• _CO ZROBIĆ_
(a) Odpowiedz na podstawie tekstu o kwantowości istnienia:
(i) Jaki stan tekst nazywa naturalnym stanem?
(ii) Czym według teorii Jamesa jest to, co nazywamy człowieczeństwem?
(iii) Dzięki czemu, według tekstu, można rozpoznać tę nakładkę?
(b) Wymień wszystkie przykłady dotkliwości, które według tekstu o kwantowości istnienia mogą odczuwać ludzie budzący się ku Świadomości.
(c) Kontynuuj tekst o kwantowości istnienia, zaczynając zaraz po jego ostatnim zdaniu.

• _BLOK TEKSTU_
________
Kwantowość istnienia to wymiar poza linearnym czasem, materią i poza trójwymiarową przestrzenią ( takie wnioski płyną już nie od Jamesa , lecz z fizyki kwantowej - fizyki świadomości ). Pomijając już nawet motywy Annunakiego, to powszechne obnażenie perfidnego planu Anu ( HMS ) byłoby pierwszym krokiem ku Przebudzeniu do naturalnego stanu, jakim jest stan kwantowy. Oczywiście jest to proces, który trwa. Odbywa się tym szybciej, im więcej ludzi potrafi choć na chwilę oderwać się od wprogramowanych nam schematów.
To, co nazywamy człowieczeństwem jest, wg teorii Jamesa, jednie nakładką. Można to rozpoznać poprzez uważność, kiedy medytujemy lub kiedy obserwujemy siebie i życie. Nie znaczy to, że nakładka przestaje funkcjonować. Przeciwnie, kiedy widać ją wyraźnie - wówczas podwaja ona swoje wysiłki, by utrzymać System HMS w spójności. Tak została zaprojektowana. Zatem budzący się ku Świadomości ludzie mogą jednocześnie odczuwać dotkliwości płynące z fizycznych i z psychicznych uwarunkowań. Na przykład fizyczne osłabienie, uzależnienia, psychiczny dyskomfort, poczucie schizofrenicznego rozdzielenia, zaburzenia koncentracji ( ADHD ). Moim zdaniem tak właśnie się dzieje, gdyż program HMS silnie uzależnia nas od tego , co zwykliśmy uznawać za człowieczeństwo. Jednakże dalsza uważna obserwacja tych wszystkich działań HMS , o ile jest możliwa, powinna z czasem ukazać nam prawdziwą perspektywę i umożliwić powrót do stanu zero - kwantowych poziomów.
________
• _ZBIÓR DANYCH_
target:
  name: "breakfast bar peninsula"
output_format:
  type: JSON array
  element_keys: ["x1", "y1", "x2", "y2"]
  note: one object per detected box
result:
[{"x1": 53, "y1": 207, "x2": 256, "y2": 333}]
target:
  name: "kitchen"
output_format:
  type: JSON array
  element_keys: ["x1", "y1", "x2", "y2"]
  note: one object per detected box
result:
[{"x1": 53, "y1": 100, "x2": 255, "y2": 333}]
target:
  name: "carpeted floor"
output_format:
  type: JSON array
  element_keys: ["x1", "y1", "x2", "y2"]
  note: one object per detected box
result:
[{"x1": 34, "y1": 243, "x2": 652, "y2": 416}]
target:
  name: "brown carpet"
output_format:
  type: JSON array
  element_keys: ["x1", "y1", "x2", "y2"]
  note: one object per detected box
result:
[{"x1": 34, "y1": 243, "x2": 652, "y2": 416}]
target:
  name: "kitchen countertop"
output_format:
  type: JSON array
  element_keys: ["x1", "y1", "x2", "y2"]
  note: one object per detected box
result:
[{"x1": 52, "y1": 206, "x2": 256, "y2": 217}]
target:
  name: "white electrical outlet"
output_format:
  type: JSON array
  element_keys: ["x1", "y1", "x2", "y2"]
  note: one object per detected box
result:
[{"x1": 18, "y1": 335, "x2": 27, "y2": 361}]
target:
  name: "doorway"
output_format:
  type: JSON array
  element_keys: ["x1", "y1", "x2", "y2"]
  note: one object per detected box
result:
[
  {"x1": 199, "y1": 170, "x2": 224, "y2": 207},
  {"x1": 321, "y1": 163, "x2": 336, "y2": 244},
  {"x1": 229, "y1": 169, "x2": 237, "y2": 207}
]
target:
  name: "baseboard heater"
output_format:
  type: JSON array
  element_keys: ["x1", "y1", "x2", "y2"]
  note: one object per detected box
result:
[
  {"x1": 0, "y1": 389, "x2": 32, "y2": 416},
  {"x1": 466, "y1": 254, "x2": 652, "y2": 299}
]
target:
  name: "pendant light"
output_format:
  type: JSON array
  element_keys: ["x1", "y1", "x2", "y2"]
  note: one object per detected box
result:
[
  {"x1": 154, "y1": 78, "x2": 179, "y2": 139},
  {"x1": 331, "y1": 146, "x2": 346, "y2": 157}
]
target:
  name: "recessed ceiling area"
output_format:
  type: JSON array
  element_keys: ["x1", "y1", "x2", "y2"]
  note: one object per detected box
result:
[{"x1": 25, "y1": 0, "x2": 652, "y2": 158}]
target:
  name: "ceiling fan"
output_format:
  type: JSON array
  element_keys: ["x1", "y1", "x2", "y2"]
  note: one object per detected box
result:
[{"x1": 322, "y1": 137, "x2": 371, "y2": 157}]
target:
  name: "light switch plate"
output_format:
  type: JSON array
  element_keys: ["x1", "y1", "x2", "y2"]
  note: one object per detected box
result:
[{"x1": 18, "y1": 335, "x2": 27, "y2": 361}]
________
• _WYNIKI PO KOLEI_
(a)
(i) Stan kwantowy.
(ii) Jedynie nakładką.
(iii) Dzięki uważności, gdy medytujemy albo obserwujemy siebie i życie.

(b)
- fizyczne osłabienie
- uzależnienia
- psychiczny dyskomfort
- poczucie schizofrenicznego rozdzielenia
- zaburzenia koncentracji (ADHD)

(c)
Jeśli zatem przyjąć, iż ludzkość ze wszystkim, co sobą reprezentuje na dzień dzisiejszy , to produkt HMS, więc Przebudzenie z tego stanu można by nazwać końcem ludzkości. .... takiej , jaką znamy.
Naturalny stan kwantowy to jednocześnie koniec czasu ( koniec kalendarza Majów nie oznacza końca świata, tylko na przykład brak sensu odmierzania linearnego czasu ).
To również możliwość jednoczesnego przebywania zarówno w materii, jak i poza nią - splątany stan.
Jak już wspomniałem Przebudzenie to proces. Podobnie jak wyrastamy z wieku przedszkolnego . Właściwie trudno uchwycić moment w którym przestajemy być dzieckiem. Może nawet nigdy nie przestajemy nim być, nosimy w sobie to dziecko, które od czasu do czasu daje znać o sobie, ale rozwój osobisty , nowa wiedza, sprawia, że sięgamy po kolejne możliwości , inne opcje niż "dziecko" eksplorujemy. Na podobnej zasadzie Przebudzenie odkrywa w nas tak atrakcyjne przestrzenie, że HMS traci na znaczeniu, choć pewnie nigdy się do końca tego nie pozbędziemy.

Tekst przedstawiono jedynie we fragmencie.